◆ **Provided material**:
________________________________________

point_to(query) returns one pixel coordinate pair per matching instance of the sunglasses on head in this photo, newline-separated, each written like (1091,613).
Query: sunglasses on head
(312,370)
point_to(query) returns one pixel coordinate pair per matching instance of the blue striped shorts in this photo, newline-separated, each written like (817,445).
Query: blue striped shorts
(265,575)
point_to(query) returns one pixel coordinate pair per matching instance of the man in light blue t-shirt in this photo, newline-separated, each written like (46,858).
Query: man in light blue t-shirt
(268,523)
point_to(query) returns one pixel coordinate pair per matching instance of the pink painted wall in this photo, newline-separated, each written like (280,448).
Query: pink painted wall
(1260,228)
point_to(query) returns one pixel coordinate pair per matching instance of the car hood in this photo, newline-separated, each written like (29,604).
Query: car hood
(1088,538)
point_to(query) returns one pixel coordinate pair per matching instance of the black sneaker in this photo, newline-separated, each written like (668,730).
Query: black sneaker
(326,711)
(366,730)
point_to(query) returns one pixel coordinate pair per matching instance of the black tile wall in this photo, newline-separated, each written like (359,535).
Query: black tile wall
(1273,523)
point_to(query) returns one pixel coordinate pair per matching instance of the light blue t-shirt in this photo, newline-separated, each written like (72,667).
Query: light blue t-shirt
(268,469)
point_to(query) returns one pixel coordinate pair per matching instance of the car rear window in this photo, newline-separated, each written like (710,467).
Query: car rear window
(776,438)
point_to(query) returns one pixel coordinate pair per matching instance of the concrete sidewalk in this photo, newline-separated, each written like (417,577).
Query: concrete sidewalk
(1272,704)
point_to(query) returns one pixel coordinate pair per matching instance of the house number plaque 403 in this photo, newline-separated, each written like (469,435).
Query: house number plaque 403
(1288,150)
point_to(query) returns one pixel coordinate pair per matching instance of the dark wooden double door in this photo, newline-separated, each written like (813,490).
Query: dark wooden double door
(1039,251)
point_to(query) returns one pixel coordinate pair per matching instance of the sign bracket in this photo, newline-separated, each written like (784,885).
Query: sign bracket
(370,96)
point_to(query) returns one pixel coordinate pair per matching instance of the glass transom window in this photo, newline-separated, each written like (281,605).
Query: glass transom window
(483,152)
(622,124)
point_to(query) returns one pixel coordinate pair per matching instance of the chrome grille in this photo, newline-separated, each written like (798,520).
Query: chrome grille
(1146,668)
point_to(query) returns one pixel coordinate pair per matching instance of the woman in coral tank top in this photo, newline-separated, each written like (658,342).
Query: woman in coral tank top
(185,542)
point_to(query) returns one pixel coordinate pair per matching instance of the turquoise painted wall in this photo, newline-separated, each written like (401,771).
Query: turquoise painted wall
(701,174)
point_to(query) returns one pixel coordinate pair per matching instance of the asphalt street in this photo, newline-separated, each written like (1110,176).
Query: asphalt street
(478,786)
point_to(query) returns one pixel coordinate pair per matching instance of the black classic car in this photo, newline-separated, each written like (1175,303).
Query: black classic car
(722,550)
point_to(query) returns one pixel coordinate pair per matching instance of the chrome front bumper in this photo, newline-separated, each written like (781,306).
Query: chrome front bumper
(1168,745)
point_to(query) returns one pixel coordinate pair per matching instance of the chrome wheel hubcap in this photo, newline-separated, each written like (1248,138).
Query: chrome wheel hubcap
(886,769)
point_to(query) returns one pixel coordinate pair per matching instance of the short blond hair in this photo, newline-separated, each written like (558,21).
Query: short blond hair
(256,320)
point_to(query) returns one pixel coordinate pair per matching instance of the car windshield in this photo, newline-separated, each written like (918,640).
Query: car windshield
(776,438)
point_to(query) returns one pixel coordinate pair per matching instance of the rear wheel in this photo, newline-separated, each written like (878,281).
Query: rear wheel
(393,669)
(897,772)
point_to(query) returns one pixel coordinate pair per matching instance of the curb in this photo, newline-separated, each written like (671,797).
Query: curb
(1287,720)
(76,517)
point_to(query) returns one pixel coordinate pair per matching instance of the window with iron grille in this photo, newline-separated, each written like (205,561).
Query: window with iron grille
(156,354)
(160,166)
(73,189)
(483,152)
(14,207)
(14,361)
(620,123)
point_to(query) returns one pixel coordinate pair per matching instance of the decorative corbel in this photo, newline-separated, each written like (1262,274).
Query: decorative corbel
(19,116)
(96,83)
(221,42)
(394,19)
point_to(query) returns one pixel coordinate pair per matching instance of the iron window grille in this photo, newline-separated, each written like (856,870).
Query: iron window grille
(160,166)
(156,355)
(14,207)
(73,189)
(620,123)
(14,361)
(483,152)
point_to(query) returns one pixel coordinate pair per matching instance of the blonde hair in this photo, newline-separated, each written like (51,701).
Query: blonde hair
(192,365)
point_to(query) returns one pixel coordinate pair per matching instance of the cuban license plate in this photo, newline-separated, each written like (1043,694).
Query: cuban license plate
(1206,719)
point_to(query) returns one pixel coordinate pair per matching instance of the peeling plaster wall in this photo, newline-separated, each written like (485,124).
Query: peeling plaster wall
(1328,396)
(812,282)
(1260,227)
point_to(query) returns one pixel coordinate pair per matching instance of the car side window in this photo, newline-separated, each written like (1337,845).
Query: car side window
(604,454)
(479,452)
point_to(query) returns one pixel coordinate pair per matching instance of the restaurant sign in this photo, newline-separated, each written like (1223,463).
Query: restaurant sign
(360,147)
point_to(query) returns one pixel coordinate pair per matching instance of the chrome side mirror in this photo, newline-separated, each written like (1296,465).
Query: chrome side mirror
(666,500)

________________________________________

◆ **What you should do**: All of the entries should be written out again exactly.

◆ **Response for this exercise**:
point_to(query) returns one pixel coordinate pair per matching instance of the sunglasses on head in this photo, newline-separated, each written like (1091,613).
Query: sunglasses on head
(312,370)
point_to(query) returns one pixel coordinate pair per matching instance of the blue striped shorts in this photo, newline-separated, each written like (817,445).
Query: blue striped shorts
(265,575)
point_to(query) returns one pixel coordinate pair per matching instance of the man in light blue t-shirt in this photo, newline-separated, each written like (46,858).
Query: man in light blue t-shirt
(268,523)
point_to(query) returns one pixel coordinate pair per matching instance of the pink painted wall in this photo, newline-separated, each written like (280,448).
Query: pink painted wall
(1260,228)
point_to(query) returns one pixel coordinate pair per matching instance of the car hood in this photo, newline-separated, each written like (29,604).
Query: car hood
(1088,538)
point_to(query) returns one pixel coordinate pair per matching instance of the black sneaker in this photo, newline-separated, each written like (668,730).
Query: black sneaker
(326,711)
(366,730)
point_to(query) returns one pixel coordinate pair per matching instance of the black tile wall in this photo, newline-separated, each written like (359,535).
Query: black tile wall
(1273,523)
point_to(query) returns one pixel coordinate pair per matching instance of the light blue t-shirt in this photo, newline-separated, each written like (72,667).
Query: light blue t-shirt
(268,469)
point_to(query) returns one pixel coordinate pair per matching instance of the car rear window in this photo, newline-separated, each written like (710,467).
Query: car rear window
(776,438)
point_to(query) returns one pixel coordinate pair per matching instance of the concrete sidewalk in this photo, newline-separated, each written like (417,577).
Query: concrete sidewalk
(1272,704)
point_to(query) returns one pixel coordinate pair per matching instance of the house number plaque 403 in this photo, newline-separated, each written like (469,435).
Query: house number plaque 403
(1288,150)
point_to(query) returns one pixel coordinate pair per matching instance of the dark wooden double door in this photo, newline-separated, each written like (813,490).
Query: dark wooden double door
(1039,251)
point_to(query) returns one pixel coordinate pair per matching instance of the sign bracket in this photo, newline-separated, each written like (784,885).
Query: sign bracket
(370,96)
point_to(query) returns one pixel coordinate pair per matching instance of the glass transom window in this photo, newline-separated, each written like (281,605).
Query: glass transom window
(483,152)
(622,124)
point_to(query) returns one pixel coordinate pair per matching instance of the chrome grille in this photo, newline-separated, each written like (798,520).
Query: chrome grille
(1146,668)
point_to(query) returns one pixel coordinate pair per matching instance of the woman in coral tank top in this photo, newline-separated, each written like (658,342).
Query: woman in coral tank top
(185,542)
point_to(query) returns one pixel coordinate pair per matching instance of the turquoise painted wall in this photo, newline-separated, each written like (401,771).
Query: turquoise painted wall
(701,174)
point_to(query) returns one pixel coordinate pair per matching instance of the asphalt street in this photo, newline-separated, each written like (1110,176).
Query: asphalt street
(478,786)
point_to(query) returns one pixel coordinate pair per matching instance of the black classic car in this photo, newline-separated, each written like (1175,303).
Query: black classic car
(722,550)
point_to(query) returns one pixel coordinate pair per matching instance of the chrome front bumper in this photo, newline-separated, each written like (781,306).
Query: chrome front bumper
(1168,745)
point_to(query) returns one pixel coordinate pair per matching instance of the chrome wheel hubcap in this photo, newline-separated, each written like (1248,138).
Query: chrome wheel hubcap
(886,769)
point_to(query) returns one pixel coordinate pair per matching instance of the short blond hair in this photo, newline-separated, each written like (558,21).
Query: short blond hair
(256,320)
point_to(query) returns one pixel coordinate pair per matching instance of the car windshield in this photo, newline-separated, each written like (918,640).
Query: car windshield
(776,438)
point_to(query) returns one pixel coordinate pair per matching instance of the rear wheel in this photo, newline-separated, each written like (878,281).
Query: rear wheel
(393,669)
(897,772)
point_to(query) returns one pixel coordinate pair per matching instance of the curb in this photo, newline-separated, each written like (671,797).
Query: curb
(1287,720)
(76,517)
point_to(query) returns one pixel coordinate pair per matching instance of the window with iron grille in this photo, newline-separated, each written like (205,561).
Query: window with iron grille
(156,354)
(160,166)
(73,189)
(483,152)
(14,207)
(14,361)
(620,123)
point_to(query) returns one pixel coordinate pair per matching instance of the decorative corbel in this photo, newline-separated, each written like (1262,274).
Query: decorative corbel
(19,116)
(96,83)
(221,42)
(394,19)
point_to(query) returns one pixel coordinate pair per matching instance of the iron window grille in this photo, newline-separated, each written like (856,870).
Query: iron window grille
(160,166)
(156,355)
(14,207)
(73,189)
(620,123)
(14,361)
(483,152)
point_to(query) returns one pixel coordinate pair per matching instance of the blonde hair in this photo, newline-separated, each written like (51,701).
Query: blonde hair
(192,365)
point_to(query) returns one pixel coordinate pair per matching instance of the cuban license plate in this photo, newline-separated, each written like (1043,694).
Query: cuban license plate
(1206,719)
point_to(query) returns one pixel coordinate pair per matching instance of the peeling plaster wall in this photo, newline-separated, each written like (485,124).
Query: peeling plaster wall
(1328,396)
(812,282)
(1260,227)
point_to(query) returns one pixel coordinate pair per matching instance of the car side window in this photo, newline-separated, each written like (1337,845).
Query: car side window
(604,454)
(479,452)
point_to(query) returns one pixel coordinate pair per matching instance of the restaurant sign in this photo, newline-separated, each written like (1223,463).
Query: restaurant sign
(360,147)
point_to(query) returns one pixel coordinate pair per matching instance of the chrome side mirror in this photo, newline-separated, each written like (1296,465).
Query: chrome side mirror
(666,500)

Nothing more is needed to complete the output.